Locate each line in the listing below that contains the word "field", and copy those lines.

Data supplied
- - -
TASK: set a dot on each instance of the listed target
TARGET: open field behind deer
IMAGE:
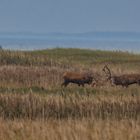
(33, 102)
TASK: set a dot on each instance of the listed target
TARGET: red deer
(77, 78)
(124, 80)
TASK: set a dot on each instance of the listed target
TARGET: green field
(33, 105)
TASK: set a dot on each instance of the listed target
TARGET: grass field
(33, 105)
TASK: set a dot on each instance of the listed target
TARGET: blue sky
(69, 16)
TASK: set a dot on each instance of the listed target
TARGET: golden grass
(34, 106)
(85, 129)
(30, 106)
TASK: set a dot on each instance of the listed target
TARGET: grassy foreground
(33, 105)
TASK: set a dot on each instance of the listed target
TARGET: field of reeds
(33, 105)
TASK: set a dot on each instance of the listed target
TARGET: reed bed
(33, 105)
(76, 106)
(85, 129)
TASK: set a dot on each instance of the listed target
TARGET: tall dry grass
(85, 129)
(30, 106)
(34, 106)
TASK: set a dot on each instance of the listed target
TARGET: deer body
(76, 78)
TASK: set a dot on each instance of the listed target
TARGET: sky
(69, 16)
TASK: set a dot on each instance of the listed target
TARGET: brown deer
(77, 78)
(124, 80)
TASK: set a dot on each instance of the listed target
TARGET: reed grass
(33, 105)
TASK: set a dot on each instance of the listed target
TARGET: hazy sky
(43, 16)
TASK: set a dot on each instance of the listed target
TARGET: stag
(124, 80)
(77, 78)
- - -
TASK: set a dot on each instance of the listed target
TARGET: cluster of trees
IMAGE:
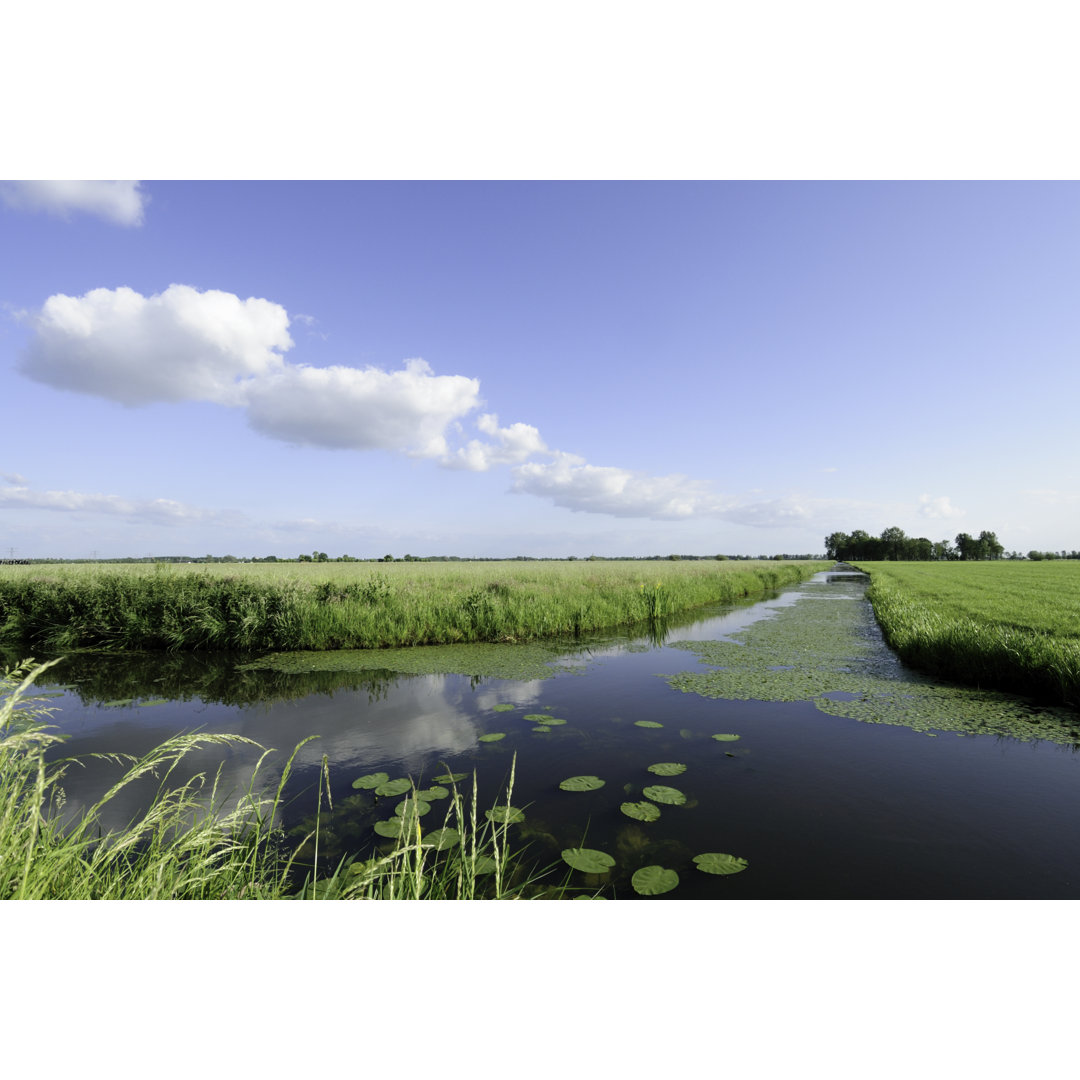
- - -
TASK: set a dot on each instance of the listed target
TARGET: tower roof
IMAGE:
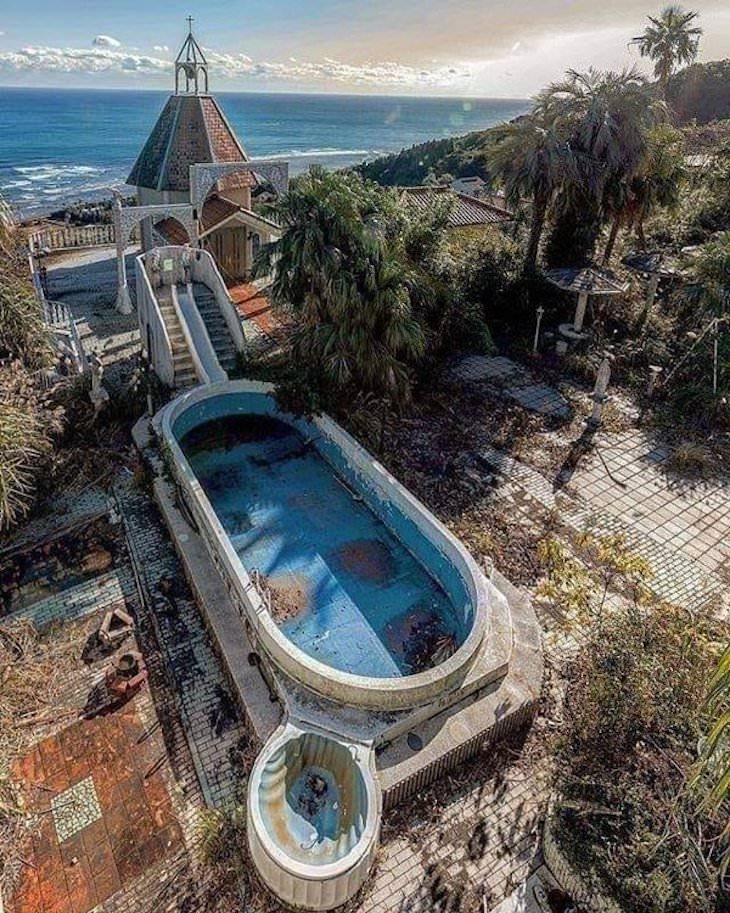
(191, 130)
- - -
Final result
TARGET: open field behind deer
TARGET: green field
TARGET: grass field
TARGET: field of reeds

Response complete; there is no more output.